• **TEXT EXCERPT**:
┌──
Ancient Greek society understood eight different concepts of love, each embodied by a different word:
  • Eros (sexual passion)
  • Philia (deep friendship)
  • Ludus (playful love)
  • Agape (love for everyone)
  • Pragma (longstanding love)
  • Philautia (love of the self)
  • Storge (family love)
  • Mania (obsessive love)
Over time, this list we condensed into four types of love, those being subsets:
  • Eros (sexual passion)
  • Philia (deep friendship)
  • Agape (love for everyone)
  • Storge (family love)
Of course, there may be variations to this list, but this is the most wide spread reproduction. In Greek thought, agape--love for everyone--was more an expression of love than a sacrifice of self. This new understanding of selfless sacrifice as the foundation of love was the new expression found through the witness of Jesus Christ.
└──
• **Data listing**:
┌──
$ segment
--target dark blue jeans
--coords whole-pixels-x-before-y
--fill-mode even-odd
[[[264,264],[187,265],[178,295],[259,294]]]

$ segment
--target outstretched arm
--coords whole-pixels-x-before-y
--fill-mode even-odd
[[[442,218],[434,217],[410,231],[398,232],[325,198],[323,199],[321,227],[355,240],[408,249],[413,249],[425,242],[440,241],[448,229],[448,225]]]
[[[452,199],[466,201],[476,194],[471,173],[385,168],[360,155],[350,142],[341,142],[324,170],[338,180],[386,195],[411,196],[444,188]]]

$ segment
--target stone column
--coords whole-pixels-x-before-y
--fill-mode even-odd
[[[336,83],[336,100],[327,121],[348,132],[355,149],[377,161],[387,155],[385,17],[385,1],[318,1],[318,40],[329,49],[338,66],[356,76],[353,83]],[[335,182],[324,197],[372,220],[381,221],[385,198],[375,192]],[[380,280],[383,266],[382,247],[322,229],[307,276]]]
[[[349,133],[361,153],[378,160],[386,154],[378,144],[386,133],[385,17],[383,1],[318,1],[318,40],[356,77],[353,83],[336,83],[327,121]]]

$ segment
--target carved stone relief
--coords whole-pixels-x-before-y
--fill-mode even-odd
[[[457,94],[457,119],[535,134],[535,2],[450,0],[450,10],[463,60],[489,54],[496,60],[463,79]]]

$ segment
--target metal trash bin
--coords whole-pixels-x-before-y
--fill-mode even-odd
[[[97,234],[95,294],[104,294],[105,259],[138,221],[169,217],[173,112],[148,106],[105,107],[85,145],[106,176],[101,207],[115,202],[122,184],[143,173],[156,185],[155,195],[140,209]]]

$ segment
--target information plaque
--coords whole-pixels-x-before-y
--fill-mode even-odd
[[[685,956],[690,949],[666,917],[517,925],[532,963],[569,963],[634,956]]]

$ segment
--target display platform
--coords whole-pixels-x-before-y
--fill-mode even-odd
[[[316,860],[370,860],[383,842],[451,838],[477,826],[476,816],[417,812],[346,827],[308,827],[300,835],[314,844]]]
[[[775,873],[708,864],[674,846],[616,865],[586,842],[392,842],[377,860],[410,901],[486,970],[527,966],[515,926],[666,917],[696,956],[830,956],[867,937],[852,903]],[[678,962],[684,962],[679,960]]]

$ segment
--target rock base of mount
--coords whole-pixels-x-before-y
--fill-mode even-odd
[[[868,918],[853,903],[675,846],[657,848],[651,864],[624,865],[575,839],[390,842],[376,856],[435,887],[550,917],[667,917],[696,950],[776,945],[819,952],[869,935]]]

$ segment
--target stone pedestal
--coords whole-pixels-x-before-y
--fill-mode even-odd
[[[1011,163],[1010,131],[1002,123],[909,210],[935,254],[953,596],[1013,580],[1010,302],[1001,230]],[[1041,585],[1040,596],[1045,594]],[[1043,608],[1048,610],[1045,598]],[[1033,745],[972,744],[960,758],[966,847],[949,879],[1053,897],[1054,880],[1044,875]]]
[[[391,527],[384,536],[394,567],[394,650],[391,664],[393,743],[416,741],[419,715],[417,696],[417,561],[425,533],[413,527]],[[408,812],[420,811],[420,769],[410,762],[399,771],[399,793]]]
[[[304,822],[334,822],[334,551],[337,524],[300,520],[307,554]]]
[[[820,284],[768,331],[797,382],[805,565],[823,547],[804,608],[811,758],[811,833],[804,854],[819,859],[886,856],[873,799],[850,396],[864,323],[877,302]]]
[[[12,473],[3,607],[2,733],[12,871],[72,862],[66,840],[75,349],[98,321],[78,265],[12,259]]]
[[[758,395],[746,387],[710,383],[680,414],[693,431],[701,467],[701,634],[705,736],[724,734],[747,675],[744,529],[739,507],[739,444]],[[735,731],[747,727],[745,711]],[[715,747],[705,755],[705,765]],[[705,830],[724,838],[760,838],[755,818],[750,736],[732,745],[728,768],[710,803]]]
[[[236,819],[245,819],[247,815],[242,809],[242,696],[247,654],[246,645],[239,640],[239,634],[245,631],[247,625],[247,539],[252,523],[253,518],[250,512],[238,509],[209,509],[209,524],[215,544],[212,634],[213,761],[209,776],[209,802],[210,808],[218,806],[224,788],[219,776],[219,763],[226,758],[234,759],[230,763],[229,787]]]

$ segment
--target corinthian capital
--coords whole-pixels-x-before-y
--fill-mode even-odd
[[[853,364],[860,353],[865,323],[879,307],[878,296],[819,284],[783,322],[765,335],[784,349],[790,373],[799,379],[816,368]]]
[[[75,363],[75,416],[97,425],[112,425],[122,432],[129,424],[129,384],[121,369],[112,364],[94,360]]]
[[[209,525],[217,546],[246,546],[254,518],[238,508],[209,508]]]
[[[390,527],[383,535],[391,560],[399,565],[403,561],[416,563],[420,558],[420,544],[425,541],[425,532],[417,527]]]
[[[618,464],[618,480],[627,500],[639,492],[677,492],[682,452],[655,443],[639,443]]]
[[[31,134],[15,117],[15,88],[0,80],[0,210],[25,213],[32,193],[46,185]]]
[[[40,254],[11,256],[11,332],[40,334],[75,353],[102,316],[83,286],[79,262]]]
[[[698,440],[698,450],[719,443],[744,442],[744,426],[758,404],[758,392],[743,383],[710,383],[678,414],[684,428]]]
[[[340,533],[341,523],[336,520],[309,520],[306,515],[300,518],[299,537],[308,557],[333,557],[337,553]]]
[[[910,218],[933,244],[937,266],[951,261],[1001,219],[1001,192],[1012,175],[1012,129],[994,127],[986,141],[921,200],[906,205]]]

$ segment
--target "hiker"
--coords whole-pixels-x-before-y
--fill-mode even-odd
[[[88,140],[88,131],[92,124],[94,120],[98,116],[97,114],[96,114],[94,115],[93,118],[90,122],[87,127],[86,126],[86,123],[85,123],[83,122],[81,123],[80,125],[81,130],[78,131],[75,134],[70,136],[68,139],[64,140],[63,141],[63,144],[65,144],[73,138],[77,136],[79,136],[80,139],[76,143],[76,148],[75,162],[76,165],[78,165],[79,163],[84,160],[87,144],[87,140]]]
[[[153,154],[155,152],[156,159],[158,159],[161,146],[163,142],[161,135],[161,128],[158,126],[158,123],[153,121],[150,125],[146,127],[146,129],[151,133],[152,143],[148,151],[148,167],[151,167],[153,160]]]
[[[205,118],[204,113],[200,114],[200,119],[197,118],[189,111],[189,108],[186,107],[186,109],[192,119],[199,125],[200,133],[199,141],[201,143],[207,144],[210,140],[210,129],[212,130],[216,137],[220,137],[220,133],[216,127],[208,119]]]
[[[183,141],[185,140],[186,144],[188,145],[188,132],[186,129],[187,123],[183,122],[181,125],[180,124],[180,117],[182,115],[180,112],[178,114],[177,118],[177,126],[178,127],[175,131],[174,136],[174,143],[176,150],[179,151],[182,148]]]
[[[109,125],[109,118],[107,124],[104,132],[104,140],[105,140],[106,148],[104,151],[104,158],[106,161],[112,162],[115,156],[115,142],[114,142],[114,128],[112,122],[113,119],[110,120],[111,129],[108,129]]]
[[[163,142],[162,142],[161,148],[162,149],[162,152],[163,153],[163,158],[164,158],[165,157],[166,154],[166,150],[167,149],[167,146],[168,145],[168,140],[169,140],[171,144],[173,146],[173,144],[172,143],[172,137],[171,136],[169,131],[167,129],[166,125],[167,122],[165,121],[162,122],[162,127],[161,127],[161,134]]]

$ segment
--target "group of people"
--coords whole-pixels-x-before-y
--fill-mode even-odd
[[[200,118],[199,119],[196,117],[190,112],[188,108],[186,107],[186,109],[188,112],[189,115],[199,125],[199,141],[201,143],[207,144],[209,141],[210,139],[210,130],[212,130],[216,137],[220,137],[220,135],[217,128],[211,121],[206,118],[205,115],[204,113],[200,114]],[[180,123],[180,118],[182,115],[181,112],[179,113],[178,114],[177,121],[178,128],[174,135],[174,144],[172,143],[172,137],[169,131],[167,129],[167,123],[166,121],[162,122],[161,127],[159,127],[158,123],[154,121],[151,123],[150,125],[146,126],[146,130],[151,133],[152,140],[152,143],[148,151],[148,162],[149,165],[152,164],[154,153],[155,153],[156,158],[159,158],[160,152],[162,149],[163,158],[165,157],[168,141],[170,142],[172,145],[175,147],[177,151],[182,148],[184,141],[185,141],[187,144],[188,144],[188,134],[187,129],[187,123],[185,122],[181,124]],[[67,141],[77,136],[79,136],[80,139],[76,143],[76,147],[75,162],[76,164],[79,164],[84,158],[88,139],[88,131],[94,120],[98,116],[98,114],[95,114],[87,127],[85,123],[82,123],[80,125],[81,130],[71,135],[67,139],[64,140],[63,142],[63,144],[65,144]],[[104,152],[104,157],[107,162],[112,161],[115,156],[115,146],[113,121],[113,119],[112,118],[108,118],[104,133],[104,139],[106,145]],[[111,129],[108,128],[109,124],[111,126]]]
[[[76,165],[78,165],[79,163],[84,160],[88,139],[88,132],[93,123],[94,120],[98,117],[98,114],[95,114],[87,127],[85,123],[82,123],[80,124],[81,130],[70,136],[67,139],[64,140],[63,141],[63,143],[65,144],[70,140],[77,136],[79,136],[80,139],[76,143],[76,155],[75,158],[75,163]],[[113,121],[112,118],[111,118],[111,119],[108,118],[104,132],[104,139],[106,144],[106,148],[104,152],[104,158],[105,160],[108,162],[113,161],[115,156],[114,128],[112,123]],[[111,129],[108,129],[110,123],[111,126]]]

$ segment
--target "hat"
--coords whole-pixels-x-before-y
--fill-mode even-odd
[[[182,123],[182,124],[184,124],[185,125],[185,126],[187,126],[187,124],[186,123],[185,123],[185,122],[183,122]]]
└──
• **TASK SET**:
[1] Answer these about the passage on Greek concepts of love:
(a) How many different concepts of love did ancient Greek society understand?
(b) What kind of love is Ludus?
(c) How many types of love was the list condensed into over time?
[2] Write out everything from "Ancient Greek society" down to "Pragma (longstanding love)" in the passage on Greek concepts of love, substituting "close companionship" for "deep friendship".

• **RESPONSES FOR EACH TASK**:
[1]
(a) Eight
(b) Playful love
(c) Four

[2]
Ancient Greek society understood eight different concepts of love, each embodied by a different word:
  • Eros (sexual passion)
  • Philia (close companionship)
  • Ludus (playful love)
  • Agape (love for everyone)
  • Pragma (longstanding love)